SHORT EXERCISE 1
In the histogram bug post, answer these:
(a) Which distribution, with what minimum and maximum, was requested the first time the visualizer ran?
(b) Which bucket's count was calculated wrongly?
(c) According to Brian, what will the rest of us have to do?
SHORT EXERCISE 2
Can you carry on the histogram bug post past its last comment?

SUPPLIED PASSAGE
════════

The Solution To The Simple Puzzle

The first time I ran my histogram visualizer I asked for a Cauchy distribution with a minimum of -10 and a maximum of 10, and of course I got a graph that looks much like the one from my article of last week:

Looks perfectly reasonable; I guess my program is correct right out of the gate, because I am that awesome!

Then I went to make a graph of a uniform distribution with a minimum of zero and a maximum of one, but I forgot to update the actual query; it still gave me a Cauchy distribution. Here's that same Cauchy distribution this time graphed only from 0 to 1. Oh, the pain:

Which is obviously neither uniform nor Cauchy. Equally obvious: I am not sufficiently awesome to write a twenty-line program without a trivial floating point bug the first time.

The bug, which is very subtle in the first graph, was now obvious: the calculation to determine what the count is for the leftmost bucket is wrong. Why? Because converting a double to an integer simply discards the fractional part, effectively truncating towards zero, and "towards zero" is not downwards if any datum is negative. That means that the leftmost bucket got everything that was supposed to be in it, and everything that was supposed to be in the bucket to its left as well! The solution is either to take the floor of the number before turning it into an int, or to check to see if the double is in the right range before truncating it, not after.

1. NickLarsen says:

Equally obvious: comments like these are what make this blog awesome.

2. Brian says:

If you aren't sufficiently awesome, then what hope do the rest of us have? I guess that means we will have to test our software (only when working with graphs or floating point numbers, of course).

3. Eugene says:

Now it's suddenly becomes obvious why remainder is not a useful operation and why division should round downwards (re blogs.msdn.com/…/what-s-the-difference-remainder-vs-modulus.aspx)

════════

DATA PROVIDED
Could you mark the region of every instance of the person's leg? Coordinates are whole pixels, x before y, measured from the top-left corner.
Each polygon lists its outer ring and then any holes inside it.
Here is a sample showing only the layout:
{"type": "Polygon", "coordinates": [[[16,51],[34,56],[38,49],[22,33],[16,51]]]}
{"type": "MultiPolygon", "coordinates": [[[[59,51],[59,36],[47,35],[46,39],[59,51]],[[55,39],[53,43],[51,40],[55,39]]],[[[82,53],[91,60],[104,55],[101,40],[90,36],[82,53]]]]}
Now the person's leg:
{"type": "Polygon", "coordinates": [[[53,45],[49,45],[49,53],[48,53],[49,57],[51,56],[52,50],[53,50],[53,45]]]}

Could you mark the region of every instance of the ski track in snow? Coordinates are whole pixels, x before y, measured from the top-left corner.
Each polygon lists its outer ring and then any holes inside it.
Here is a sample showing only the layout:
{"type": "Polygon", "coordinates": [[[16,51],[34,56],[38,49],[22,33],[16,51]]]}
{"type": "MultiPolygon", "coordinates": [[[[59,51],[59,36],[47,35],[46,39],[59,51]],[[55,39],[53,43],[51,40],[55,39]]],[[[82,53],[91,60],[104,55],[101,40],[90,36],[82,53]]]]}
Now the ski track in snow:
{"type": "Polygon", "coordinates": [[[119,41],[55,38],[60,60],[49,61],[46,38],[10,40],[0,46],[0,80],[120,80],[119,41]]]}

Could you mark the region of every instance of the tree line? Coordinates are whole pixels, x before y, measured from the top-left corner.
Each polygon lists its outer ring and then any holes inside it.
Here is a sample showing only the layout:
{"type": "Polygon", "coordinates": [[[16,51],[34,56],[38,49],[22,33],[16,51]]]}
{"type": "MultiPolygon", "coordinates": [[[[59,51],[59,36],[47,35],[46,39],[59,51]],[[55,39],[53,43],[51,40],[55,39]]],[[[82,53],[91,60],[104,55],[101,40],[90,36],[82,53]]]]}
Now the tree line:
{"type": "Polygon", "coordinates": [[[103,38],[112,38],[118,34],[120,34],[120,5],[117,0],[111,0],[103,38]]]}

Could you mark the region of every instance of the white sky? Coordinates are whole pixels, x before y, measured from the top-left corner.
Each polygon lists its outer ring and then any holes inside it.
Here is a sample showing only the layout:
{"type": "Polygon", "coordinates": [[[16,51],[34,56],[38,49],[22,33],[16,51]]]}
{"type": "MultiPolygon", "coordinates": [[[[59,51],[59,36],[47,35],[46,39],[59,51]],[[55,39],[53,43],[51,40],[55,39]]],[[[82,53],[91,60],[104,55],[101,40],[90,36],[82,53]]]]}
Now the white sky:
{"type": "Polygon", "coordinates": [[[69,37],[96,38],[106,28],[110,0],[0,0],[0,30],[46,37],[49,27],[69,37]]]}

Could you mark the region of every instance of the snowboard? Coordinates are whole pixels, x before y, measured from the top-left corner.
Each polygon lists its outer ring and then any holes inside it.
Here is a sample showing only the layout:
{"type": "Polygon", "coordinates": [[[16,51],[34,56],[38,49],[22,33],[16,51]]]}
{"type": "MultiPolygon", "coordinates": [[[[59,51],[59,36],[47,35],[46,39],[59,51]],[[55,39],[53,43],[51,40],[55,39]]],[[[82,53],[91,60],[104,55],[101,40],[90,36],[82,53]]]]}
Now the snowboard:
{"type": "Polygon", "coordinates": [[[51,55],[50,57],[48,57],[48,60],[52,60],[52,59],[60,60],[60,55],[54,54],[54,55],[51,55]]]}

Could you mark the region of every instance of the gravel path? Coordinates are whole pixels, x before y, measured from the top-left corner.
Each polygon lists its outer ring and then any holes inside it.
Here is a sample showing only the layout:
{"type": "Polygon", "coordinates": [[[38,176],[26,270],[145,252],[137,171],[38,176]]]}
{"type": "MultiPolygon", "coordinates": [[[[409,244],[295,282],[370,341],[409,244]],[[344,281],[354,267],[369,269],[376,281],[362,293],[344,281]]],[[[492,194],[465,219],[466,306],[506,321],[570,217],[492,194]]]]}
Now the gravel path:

════════

REPLY 1
(a) A Cauchy distribution with a minimum of -10 and a maximum of 10.
(b) The leftmost bucket.
(c) Test our software, only when working with graphs or floating point numbers.

REPLY 2
4. I assure you that my sample programs have even worse stupid errors. Your genius is that it occurred to you to make a blog entry out of them.

5. Eamon Nerbonne says:

This bug is exactly the reason that the behavior you describe in blogs.msdn.com/…/what-s-the-difference-remainder-vs-modulus.aspx is a design flaw: The misdesigned semantics _encourage_ these kinds of mistakes.

6. voo says:

@Eamon I agree. I can't think of a single case where I'd want the modulus to be negative, but there are lots of situations where the converse (always positive) is an useful attribute.

7. CodeInChaos says:

One more puzzle involving random numbers:

var r=new Random();

const int n=1000000;

Console.WriteLine(Enumerable.Range(0,n).Count(_=>r.Next(1431655765)%2==0)/(double)n);

What does this output when you run it on .net 4?

8. Ted says:

A common truncation error.  This is on par with overloading the '==' operator in C# and forgetting to check for null left hand and right hand operands.  MSDN help topics have serveral examples lacking null checks.

9. MalayKPandey says:

This logic works fine for me : –

private static int[] CreateHistogram(IEnumerable<double> data, int buckets, double min, double max)

{

int[] results = new int[buckets];

double divisor = (max – min) / buckets;

foreach (double datum in data)

{

int index = (int)((datum – min) / divisor);

if (0 <= index && index < buckets)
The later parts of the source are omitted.